Begin DATASET
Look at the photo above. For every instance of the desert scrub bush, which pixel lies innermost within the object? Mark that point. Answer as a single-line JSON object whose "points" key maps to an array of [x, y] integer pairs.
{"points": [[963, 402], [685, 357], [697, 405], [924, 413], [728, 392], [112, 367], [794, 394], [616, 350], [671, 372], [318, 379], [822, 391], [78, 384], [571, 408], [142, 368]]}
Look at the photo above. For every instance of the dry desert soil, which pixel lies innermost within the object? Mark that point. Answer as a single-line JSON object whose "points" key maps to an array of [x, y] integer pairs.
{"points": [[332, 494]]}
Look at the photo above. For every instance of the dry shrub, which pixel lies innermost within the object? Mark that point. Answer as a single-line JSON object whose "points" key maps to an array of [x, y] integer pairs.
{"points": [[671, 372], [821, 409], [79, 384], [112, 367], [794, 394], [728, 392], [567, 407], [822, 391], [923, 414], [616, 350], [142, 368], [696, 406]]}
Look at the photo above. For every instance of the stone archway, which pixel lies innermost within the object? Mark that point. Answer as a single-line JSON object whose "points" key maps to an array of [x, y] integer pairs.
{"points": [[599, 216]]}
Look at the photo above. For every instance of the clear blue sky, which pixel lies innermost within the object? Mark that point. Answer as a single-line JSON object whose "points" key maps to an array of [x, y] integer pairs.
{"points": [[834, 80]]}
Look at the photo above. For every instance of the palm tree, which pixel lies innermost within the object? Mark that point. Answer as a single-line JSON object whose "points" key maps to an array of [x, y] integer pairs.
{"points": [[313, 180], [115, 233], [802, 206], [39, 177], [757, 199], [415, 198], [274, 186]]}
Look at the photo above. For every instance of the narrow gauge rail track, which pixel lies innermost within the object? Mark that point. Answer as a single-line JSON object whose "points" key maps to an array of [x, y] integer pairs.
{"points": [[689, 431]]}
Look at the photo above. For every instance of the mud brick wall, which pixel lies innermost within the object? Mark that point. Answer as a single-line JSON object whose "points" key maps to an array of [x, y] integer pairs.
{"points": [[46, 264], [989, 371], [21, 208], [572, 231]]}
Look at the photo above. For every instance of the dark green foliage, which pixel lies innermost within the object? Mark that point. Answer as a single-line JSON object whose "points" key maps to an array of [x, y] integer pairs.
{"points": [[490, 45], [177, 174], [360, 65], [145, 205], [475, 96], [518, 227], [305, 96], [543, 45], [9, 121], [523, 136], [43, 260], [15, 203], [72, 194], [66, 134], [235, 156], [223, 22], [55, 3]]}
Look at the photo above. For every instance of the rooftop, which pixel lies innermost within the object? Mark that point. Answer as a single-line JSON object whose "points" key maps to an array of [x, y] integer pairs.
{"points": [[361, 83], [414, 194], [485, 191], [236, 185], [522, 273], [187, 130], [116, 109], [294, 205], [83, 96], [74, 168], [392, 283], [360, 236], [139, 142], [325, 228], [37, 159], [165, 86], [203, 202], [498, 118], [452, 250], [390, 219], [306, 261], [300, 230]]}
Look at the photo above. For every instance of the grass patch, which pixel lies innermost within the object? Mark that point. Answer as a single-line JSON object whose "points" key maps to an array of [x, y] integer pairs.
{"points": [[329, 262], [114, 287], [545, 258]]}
End DATASET
Rewrite all of the material above, changing "innermost" to "most central" throughout and leaving everything else as it is.

Look at the photo above. For every instance of the desert scrub bush, which pixel lies most central within the object? Mark that point. Answer as a single-line JSON object whose "points" key maps to an array of [x, y] integer pairs.
{"points": [[963, 402], [685, 357], [697, 405], [924, 413], [728, 392], [112, 367], [794, 394], [616, 350], [671, 372], [318, 379], [822, 391], [78, 384], [571, 408], [142, 368]]}
Look at the photo above. For every instance of the dry desert soil, which pixel lies most central within the object? Mark that point. Answer as a single-line JSON object whose "points" key maps to an array of [x, y] integer pairs.
{"points": [[332, 494]]}
Look at the photo above. For every instance of the dry shrub, which pixel lies most central within the object? Mark that point. Answer as a single-line JSON object whose "points" key maps to an array of [x, y] integer pairs.
{"points": [[671, 372], [821, 409], [79, 384], [112, 367], [794, 394], [728, 392], [567, 407], [822, 391], [923, 414], [616, 350], [142, 368], [696, 406]]}
Look at the photo above. For every instance of the stone archway, which pixel lies most central within the object? Mark that point. Answer as a single-line JSON object whose "points" key maps to an array of [x, y] integer pairs.
{"points": [[599, 216]]}
Look at the photo above. For every instance of the clear blue sky, which pixel lies most central within the object? Mark that point. Answer as a single-line JSON object whose "points" key maps to an array of [x, y] integer pairs.
{"points": [[834, 80]]}
Look at the photo above. For every instance of the palm tree, which pixel lies most central within the object? Mark that point. Answer as a single-line JSON object whose "points" key maps to an array of [x, y] integer pairs.
{"points": [[313, 180], [115, 233], [802, 206], [39, 177], [757, 199], [415, 198], [274, 186]]}
Look at the photo above. For every instance of the narrow gauge rail track, which pixel lies most central within the object? Mark that point. Answer as a single-line JSON object whose "points" key maps to an array of [x, y] integer pairs.
{"points": [[689, 431]]}
Look at the photo above. For every instance of the mud brick wall, which pixel lies most central within the object? Mark that point. Answer as a single-line JSON object whose "points" key maps to an array of [x, y] integer pairs.
{"points": [[46, 264], [989, 371], [21, 208], [572, 231]]}
Look at the photo above. For every instance of the dark green foliage, which pixel lies most central within the object? Mark that point. Answer as a single-line JSON object whose "points" key maps to an array of [x, y] integer pairs.
{"points": [[490, 45], [177, 174], [360, 65], [145, 205], [475, 96], [518, 227], [305, 96], [543, 45], [9, 121], [523, 136], [43, 260], [15, 203], [72, 194], [66, 134], [235, 156], [223, 22], [55, 3]]}
Look at the photo above. For every instance of the rooftop, which pixel lies most central within the object? Mark that point. Answer as a single-line JSON object whose "points" key maps to an array of [x, y] integer pairs.
{"points": [[361, 83], [414, 194], [485, 191], [236, 185], [522, 273], [187, 130], [116, 109], [294, 205], [83, 96], [74, 168], [392, 283], [360, 236], [139, 142], [325, 228], [37, 159], [165, 86], [203, 202], [498, 118], [452, 250], [390, 219], [306, 261], [300, 230]]}
Look at the photo above. For every instance of the grass patch, which pixel lies most central within the object? Mark that point. Answer as a single-line JSON object whose "points" key maps to an array of [x, y] integer pairs.
{"points": [[329, 262], [114, 287], [545, 258]]}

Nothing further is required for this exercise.